* WHAT YOU NEED TO DO
Would you reproduce every line of the material exactly?

* DATASET RECORDS
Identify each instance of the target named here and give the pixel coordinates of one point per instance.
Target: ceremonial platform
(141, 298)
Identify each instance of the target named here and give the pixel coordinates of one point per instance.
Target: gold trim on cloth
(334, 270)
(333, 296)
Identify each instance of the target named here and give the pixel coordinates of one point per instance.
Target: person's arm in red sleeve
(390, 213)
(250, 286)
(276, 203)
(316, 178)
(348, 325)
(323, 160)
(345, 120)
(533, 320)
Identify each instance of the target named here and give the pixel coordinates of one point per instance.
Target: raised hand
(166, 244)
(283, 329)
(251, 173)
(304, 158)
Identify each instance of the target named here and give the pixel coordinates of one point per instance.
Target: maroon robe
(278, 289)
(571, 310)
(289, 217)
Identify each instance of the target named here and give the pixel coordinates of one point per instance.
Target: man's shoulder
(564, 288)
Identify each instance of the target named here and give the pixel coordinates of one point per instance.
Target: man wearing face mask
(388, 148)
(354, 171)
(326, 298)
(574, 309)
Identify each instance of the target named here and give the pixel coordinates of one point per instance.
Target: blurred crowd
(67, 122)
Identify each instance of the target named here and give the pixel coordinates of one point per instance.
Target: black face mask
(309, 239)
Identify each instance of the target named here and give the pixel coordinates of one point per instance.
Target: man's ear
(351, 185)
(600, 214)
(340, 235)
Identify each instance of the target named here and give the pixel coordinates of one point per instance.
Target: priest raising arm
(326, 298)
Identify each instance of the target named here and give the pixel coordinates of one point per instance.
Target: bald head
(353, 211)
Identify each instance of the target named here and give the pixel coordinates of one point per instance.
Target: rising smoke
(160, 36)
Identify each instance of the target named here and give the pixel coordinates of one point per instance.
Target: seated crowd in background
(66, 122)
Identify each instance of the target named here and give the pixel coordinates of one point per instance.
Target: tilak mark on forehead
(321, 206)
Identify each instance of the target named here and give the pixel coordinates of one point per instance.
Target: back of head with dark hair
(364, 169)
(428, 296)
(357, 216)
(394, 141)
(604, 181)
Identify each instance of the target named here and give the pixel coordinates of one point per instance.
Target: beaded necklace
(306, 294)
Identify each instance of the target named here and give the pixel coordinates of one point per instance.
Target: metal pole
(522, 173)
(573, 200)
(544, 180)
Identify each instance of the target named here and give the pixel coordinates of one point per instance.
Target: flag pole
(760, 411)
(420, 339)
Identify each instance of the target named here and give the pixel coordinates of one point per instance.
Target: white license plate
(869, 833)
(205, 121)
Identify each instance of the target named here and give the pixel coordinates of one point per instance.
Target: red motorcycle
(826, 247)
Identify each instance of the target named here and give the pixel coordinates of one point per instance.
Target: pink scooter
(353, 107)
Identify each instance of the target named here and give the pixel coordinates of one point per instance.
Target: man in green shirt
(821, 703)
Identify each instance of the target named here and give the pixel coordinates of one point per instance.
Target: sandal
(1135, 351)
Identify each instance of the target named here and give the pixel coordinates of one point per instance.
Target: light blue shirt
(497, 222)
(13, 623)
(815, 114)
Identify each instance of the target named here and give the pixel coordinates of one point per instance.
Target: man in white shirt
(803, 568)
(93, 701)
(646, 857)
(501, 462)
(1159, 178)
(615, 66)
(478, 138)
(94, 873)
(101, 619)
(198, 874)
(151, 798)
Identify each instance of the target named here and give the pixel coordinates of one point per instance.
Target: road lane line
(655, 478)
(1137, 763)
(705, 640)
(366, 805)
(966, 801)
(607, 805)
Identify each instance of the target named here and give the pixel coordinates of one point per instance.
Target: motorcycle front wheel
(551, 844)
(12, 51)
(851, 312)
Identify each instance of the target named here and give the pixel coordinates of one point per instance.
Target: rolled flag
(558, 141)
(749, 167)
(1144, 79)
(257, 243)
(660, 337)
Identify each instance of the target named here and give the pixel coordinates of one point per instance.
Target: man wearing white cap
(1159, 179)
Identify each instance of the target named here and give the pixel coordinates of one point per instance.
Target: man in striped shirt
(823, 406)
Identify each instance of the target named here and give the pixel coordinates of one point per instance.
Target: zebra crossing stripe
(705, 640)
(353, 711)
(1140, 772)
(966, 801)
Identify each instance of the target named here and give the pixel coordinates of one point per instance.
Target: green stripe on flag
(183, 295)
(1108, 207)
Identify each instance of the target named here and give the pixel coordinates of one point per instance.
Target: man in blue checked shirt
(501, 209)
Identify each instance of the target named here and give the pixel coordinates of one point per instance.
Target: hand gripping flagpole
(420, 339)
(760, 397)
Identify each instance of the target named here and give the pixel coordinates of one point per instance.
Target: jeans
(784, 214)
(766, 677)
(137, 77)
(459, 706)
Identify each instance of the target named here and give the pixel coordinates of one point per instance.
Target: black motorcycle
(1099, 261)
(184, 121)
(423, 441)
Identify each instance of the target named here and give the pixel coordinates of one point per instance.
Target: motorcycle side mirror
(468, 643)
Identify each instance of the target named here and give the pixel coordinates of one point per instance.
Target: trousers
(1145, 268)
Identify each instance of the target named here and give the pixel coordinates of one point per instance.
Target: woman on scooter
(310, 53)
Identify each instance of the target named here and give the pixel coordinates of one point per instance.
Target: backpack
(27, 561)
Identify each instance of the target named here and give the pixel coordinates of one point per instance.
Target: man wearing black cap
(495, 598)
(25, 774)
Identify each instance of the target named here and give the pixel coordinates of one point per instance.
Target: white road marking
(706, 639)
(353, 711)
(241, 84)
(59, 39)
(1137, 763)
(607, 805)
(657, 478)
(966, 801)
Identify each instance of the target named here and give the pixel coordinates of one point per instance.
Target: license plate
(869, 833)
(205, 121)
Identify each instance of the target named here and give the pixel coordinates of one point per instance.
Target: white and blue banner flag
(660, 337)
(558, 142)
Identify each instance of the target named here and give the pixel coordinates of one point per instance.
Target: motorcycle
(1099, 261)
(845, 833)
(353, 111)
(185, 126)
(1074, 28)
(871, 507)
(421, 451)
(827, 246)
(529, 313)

* RESULT
Identify each instance of the target named here and give the pixel coordinates of one point per instance.
Target: ceremonial platform
(141, 298)
Identify each instance of the target named here and give the pixel coordinates of one point per instance.
Target: gold trim on cloth
(334, 270)
(333, 296)
Identify each instance of the target named here and give the pixel coordinates of one point per instance.
Target: person's arm in red sleeve
(390, 213)
(250, 286)
(276, 203)
(316, 178)
(348, 325)
(323, 160)
(345, 120)
(533, 320)
Identify each instance of the target named here and give the pixel coordinates of one point per instance.
Target: raised hand
(166, 244)
(283, 329)
(251, 173)
(304, 158)
Identify each instance of the target named here and give the pixel coordinates of one point per instance.
Target: maroon robe
(278, 289)
(571, 310)
(289, 217)
Identify each instance of the target named here and give the pixel coordinates of one point per instance.
Target: man's shoulder
(564, 288)
Identify each instance of the target named here and give the pixel coordinates of one point per instance.
Target: man wearing face mask
(388, 148)
(354, 171)
(326, 298)
(574, 309)
Identify each instance of the target named here and give the pixel coordinates of one point per instance.
Target: blurred crowd
(67, 122)
Identify each instance of the target named here and give the pixel coordinates of one point per instance.
Target: black face mask
(309, 239)
Identify each instance of the target named here and give the pixel coordinates of one point per instance.
Target: man's ear
(351, 185)
(600, 214)
(340, 235)
Identify each instance of the target named here and give the pixel coordinates of one point per instance.
Target: priest raising arm
(326, 298)
Identify each instance of the target named here and give the pixel coordinates of one point per instance.
Target: bald head
(353, 211)
Identify each instance of the target named here and give the pixel coordinates of one point per instance.
Target: rising smoke
(160, 36)
Identify each instance of the target named here and give the pixel coordinates of one point per instance.
Target: seated crowd in background
(66, 122)
Identify each instance of the target named here and give the pixel coordinates of one point per instance.
Target: tilak mark on forehead
(321, 206)
Identify each instance of the target named here and give the pixel coordinates of one point per instance.
Target: back of head with dark hair
(364, 169)
(428, 296)
(357, 216)
(394, 141)
(604, 181)
Identify each instance of the target named here and give the pixel coordinates of one point per instance.
Target: beaded necklace
(306, 294)
Identify each instance of the target named here and give the pixel coordinates of one point per instance.
Target: metal pole
(522, 173)
(573, 200)
(544, 180)
Identify each instance of the target named here and give the pixel coordinates of one point per instance.
Target: flag pole
(760, 411)
(420, 339)
Identify each instance of the target named here and give the pixel coordinates of one point per instance.
Target: white license plate
(869, 833)
(205, 121)
Identify each instance of the target named here and give the pixel coordinates of one point per instance.
Target: red motorcycle
(826, 247)
Identify each instance of the target named here and give the pixel coordinates of one point per instance.
Target: pink scooter
(353, 107)
Identify each instance of the target named here and give the pixel coordinates of one point per instance.
Target: man in green shirt
(821, 703)
Identify each instance of the target named here and give the pixel coordinates of one point per instance.
Target: sandal
(1135, 351)
Identify each instance of the target named here and give the pixel coordinates of one point per instance.
Target: light blue shirt
(497, 222)
(13, 623)
(815, 114)
Identify each instance of the target named here and give the pixel coordinates of one point per instance.
Target: man in white shirt
(803, 568)
(93, 701)
(646, 857)
(501, 462)
(1159, 178)
(615, 66)
(478, 138)
(94, 873)
(101, 619)
(198, 874)
(151, 798)
Identify each instance of the target named here and give the pixel coordinates of one point per instance.
Target: road lane line
(655, 478)
(1137, 763)
(705, 640)
(366, 805)
(966, 801)
(607, 805)
Identify each instance of the target named here and give the pixel coordinates of one point per instance.
Target: motorcycle front wheel
(551, 844)
(12, 51)
(851, 312)
Identify each instance of the target named here and give the pixel coordinates of one point per instance.
Target: rolled flag
(558, 141)
(749, 167)
(1144, 79)
(257, 243)
(660, 337)
Identify each instance of the target named here and give the pixel coordinates of one point per instance.
Target: man wearing white cap
(1159, 179)
Identify each instance of the target named here and give the pixel coordinates of one point per instance.
Target: man in striped shirt
(823, 406)
Identify each instance of the target named here and give the pixel coordinates of one point per instance.
Target: zebra crossing stripe
(705, 640)
(353, 711)
(1140, 772)
(966, 801)
Identify each instance of the target named here and give the pixel coordinates of one point per instance.
Target: green stripe on flag
(183, 295)
(1108, 207)
Identify each instance of the target named here and give the pixel coordinates of one point per instance.
Target: man in blue checked shirt
(501, 209)
Identify each instance of the target named here and give the pixel coordinates of one point per instance.
Target: hand gripping flagpole
(420, 339)
(760, 397)
Identify each instance of the target named here and give the pixel coordinates of one point per instance.
Target: jeans
(784, 214)
(766, 677)
(137, 77)
(459, 706)
Identify each instance of the target named here and give the pixel coordinates of one point per instance.
Target: black motorcycle
(1099, 261)
(184, 121)
(423, 441)
Identify each instance of the target named here and give the pixel coordinates of one point per instance.
Target: motorcycle side mirror
(468, 643)
Identify each instance of the target named here and give the pixel coordinates of one point per instance.
Target: trousers
(1145, 268)
Identify each instance of the target named here and give the pixel coordinates of one point per instance.
Target: woman on scooter
(310, 53)
Identify each instance of the target named here and give the pixel coordinates of one point per instance.
Target: backpack
(27, 561)
Identify each instance of the target named here and give the pixel coordinates of one point per instance.
Target: man wearing black cap
(495, 598)
(25, 774)
Identify each instance of the target named here and give the pixel coordinates of one point per instance.
Target: white road marking
(706, 639)
(353, 711)
(241, 84)
(59, 39)
(1137, 763)
(607, 805)
(657, 478)
(966, 801)
Identify each instance of the target named here and give the pixel coordinates of one point per instance.
Target: license plate
(869, 833)
(205, 121)
Identify each instance of the target named here and give the pixel coordinates of one point per instance.
Target: white and blue banner flag
(660, 337)
(558, 142)
Identify each instance of the target named here and give the pixel coordinates of one point per instance.
Target: motorcycle
(1099, 261)
(845, 833)
(353, 111)
(185, 126)
(1074, 28)
(871, 507)
(421, 451)
(827, 246)
(529, 313)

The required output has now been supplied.